Exercise objective: Retype each entry below, keeping every character the same.
━━━━━━━━━━━━━━━━━━━━
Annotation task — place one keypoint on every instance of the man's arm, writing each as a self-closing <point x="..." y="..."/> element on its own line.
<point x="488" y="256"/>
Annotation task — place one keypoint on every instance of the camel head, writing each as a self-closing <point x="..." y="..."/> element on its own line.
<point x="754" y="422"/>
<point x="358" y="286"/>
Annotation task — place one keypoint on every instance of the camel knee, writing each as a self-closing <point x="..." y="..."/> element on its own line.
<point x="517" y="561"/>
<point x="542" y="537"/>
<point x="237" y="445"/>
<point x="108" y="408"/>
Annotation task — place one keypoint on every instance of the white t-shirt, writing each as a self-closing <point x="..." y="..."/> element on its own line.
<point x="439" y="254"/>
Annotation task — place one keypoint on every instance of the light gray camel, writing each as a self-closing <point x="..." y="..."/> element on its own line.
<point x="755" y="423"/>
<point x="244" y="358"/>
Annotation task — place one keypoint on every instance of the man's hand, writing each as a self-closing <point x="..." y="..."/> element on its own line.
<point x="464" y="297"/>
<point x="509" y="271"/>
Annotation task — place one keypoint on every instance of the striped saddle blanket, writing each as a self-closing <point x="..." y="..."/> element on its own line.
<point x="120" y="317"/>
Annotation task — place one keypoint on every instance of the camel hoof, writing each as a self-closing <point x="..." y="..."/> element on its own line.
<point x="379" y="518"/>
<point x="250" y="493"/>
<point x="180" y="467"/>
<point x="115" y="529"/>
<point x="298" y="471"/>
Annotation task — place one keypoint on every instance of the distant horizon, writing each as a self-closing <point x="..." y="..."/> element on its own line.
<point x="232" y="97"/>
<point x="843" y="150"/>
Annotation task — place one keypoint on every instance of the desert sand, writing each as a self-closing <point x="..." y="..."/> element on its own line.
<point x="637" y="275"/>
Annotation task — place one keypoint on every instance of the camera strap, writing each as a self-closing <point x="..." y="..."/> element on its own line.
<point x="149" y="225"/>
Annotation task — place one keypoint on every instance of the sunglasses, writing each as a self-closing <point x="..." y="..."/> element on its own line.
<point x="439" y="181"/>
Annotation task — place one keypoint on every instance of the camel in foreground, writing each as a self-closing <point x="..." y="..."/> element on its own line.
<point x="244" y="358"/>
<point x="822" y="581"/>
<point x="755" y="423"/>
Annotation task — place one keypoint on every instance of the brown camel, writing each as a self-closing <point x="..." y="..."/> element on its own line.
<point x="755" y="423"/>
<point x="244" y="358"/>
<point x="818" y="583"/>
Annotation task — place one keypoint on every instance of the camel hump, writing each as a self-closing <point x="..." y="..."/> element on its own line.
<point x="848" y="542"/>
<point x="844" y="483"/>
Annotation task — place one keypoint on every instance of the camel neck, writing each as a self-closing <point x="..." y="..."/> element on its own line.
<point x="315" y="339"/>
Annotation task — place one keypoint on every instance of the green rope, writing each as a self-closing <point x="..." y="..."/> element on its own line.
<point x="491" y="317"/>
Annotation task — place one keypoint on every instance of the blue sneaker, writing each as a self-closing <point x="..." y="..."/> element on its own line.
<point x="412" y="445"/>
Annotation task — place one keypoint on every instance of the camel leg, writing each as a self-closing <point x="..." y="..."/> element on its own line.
━━━━━━━━━━━━━━━━━━━━
Output of the task:
Annotation task — place one keypoint on every instance of the man's arm, writing each as a self-closing <point x="..." y="..."/> element on its own line.
<point x="488" y="256"/>
Annotation task — place one keypoint on every instance of the camel head, writing each as a self-closing <point x="..." y="..."/> element on its own line.
<point x="754" y="422"/>
<point x="358" y="286"/>
Annotation task — place one keypoint on every instance of the camel knee, writing each as a self-closing <point x="..." y="..."/> element on its own line.
<point x="517" y="561"/>
<point x="542" y="537"/>
<point x="237" y="445"/>
<point x="108" y="408"/>
Annotation task — place one keypoint on every instance of the white t-shirt, writing each as a self-closing <point x="..." y="..."/> element on its own line.
<point x="439" y="254"/>
Annotation task — place one keypoint on every instance of the light gray camel, writing each as a self-closing <point x="..." y="..."/> element on its own line.
<point x="755" y="423"/>
<point x="244" y="358"/>
Annotation task — place one keypoint on every instance of the man's hand, writing each as a self-closing <point x="..." y="..."/> element on its own line.
<point x="464" y="297"/>
<point x="509" y="271"/>
Annotation task — place one keypoint on every instance of the striped saddle blanket, writing each as a self-closing <point x="..." y="..."/> element on its own line.
<point x="120" y="317"/>
Annotation task — place one keypoint on every instance of the camel hoof, writing each as a self-closing <point x="..." y="..."/> element on its own line.
<point x="379" y="518"/>
<point x="250" y="493"/>
<point x="180" y="467"/>
<point x="115" y="529"/>
<point x="298" y="471"/>
Annotation task — place one keypoint on every instance of the distant horizon, writing each as a self-closing <point x="..." y="..."/> element on its own line.
<point x="232" y="97"/>
<point x="843" y="150"/>
Annotation task — place one keypoint on every instance of the desert sand, writing each as a self-closing <point x="..." y="..."/> element on its own line.
<point x="637" y="275"/>
Annotation task — place one keypoint on every instance of the camera strap, writing each as a self-closing <point x="..." y="..."/> element on its own line.
<point x="149" y="225"/>
Annotation task — place one keypoint on every instance of the sunglasses, writing each as a self-closing <point x="..." y="..."/> element on its own line.
<point x="439" y="181"/>
Annotation task — place one keypoint on every instance of the camel in foreground, writing each as a self-closing <point x="..." y="..."/> element on its own line.
<point x="244" y="358"/>
<point x="822" y="581"/>
<point x="755" y="423"/>
Annotation task — place one keypoint on every instance of the brown camel, writing each as a self-closing <point x="..." y="..."/> element on its own line.
<point x="755" y="423"/>
<point x="244" y="358"/>
<point x="818" y="583"/>
Annotation task — place one keypoint on every instance of the camel hump, writing each as a self-closing <point x="..." y="..."/> element on its own line.
<point x="848" y="542"/>
<point x="844" y="483"/>
Annotation task — place one keypoint on every instance of the camel neck, writing each as a self-closing <point x="..." y="..."/> element on its own line.
<point x="315" y="339"/>
Annotation task — place one keypoint on every instance of the green rope, writing each as a self-closing <point x="..." y="..."/> element on its own line.
<point x="491" y="317"/>
Annotation task — place one keypoint on every instance of the blue sneaker, writing each as a self-closing <point x="..." y="..."/> element on its own line.
<point x="412" y="445"/>
Annotation task — place one keypoint on every instance of the camel leg, writing each as a self-closing <point x="..." y="..."/> element on its own line.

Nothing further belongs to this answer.